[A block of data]
----

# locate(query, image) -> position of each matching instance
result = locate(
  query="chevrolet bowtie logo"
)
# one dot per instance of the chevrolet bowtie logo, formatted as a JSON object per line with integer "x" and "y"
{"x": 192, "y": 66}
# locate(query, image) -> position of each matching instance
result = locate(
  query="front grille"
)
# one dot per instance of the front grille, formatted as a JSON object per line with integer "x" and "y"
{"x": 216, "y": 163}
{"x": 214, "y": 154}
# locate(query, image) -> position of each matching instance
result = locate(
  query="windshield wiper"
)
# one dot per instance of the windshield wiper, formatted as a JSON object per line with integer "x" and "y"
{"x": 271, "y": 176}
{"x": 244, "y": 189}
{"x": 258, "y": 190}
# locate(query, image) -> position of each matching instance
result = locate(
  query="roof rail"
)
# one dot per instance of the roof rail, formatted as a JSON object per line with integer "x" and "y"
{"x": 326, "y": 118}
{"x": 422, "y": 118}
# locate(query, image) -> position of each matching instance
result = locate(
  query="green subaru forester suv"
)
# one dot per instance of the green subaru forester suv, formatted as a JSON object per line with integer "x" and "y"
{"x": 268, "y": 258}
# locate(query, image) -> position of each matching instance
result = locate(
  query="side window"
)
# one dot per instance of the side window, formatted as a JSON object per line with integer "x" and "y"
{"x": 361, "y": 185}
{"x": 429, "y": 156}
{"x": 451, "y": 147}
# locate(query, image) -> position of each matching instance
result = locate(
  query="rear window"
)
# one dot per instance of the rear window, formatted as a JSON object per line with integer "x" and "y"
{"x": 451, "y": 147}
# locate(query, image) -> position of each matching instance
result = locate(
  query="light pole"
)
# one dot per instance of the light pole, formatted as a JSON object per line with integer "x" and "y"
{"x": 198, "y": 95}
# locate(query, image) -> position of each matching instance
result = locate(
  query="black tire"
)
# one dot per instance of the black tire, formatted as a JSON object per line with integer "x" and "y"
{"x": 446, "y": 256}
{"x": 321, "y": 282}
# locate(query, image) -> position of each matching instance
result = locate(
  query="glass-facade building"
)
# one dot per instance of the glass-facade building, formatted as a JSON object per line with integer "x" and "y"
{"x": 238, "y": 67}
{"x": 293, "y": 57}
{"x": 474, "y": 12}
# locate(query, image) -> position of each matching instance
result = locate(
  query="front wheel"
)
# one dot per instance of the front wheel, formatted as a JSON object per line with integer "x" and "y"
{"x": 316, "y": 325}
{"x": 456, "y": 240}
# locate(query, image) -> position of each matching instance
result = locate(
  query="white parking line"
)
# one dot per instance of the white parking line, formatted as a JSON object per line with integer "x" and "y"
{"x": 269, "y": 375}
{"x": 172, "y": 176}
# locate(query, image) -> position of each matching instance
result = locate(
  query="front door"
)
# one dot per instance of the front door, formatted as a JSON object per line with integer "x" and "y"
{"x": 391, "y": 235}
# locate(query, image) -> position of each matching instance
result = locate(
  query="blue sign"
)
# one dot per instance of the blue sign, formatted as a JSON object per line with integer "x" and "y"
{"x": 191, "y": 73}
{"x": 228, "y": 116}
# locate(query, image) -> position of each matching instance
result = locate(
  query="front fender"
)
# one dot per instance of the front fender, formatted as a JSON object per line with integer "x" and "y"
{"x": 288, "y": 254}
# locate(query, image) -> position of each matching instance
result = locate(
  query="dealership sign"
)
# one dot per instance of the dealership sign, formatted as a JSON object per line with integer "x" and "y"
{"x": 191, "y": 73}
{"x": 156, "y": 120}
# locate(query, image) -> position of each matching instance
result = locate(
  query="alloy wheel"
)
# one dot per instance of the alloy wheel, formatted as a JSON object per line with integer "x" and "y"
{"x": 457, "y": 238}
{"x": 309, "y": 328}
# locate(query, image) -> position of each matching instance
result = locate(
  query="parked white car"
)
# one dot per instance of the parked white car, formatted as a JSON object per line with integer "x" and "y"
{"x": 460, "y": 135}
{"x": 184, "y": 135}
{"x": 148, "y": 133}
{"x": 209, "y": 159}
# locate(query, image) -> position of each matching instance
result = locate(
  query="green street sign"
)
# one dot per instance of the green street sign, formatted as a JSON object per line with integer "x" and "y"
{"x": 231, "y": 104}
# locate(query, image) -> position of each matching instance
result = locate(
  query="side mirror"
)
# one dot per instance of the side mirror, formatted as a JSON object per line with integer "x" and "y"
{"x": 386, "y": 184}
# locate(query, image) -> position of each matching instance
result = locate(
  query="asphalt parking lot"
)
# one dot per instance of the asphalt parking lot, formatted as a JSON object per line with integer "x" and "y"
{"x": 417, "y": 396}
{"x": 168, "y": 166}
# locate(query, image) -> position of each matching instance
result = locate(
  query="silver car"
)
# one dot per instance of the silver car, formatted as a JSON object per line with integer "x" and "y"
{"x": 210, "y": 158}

----

● **Stated exercise**:
Count the lines in the entries above that contain the string "roof", treating case as significant. Reply with the number only.

● **Result of this task**:
2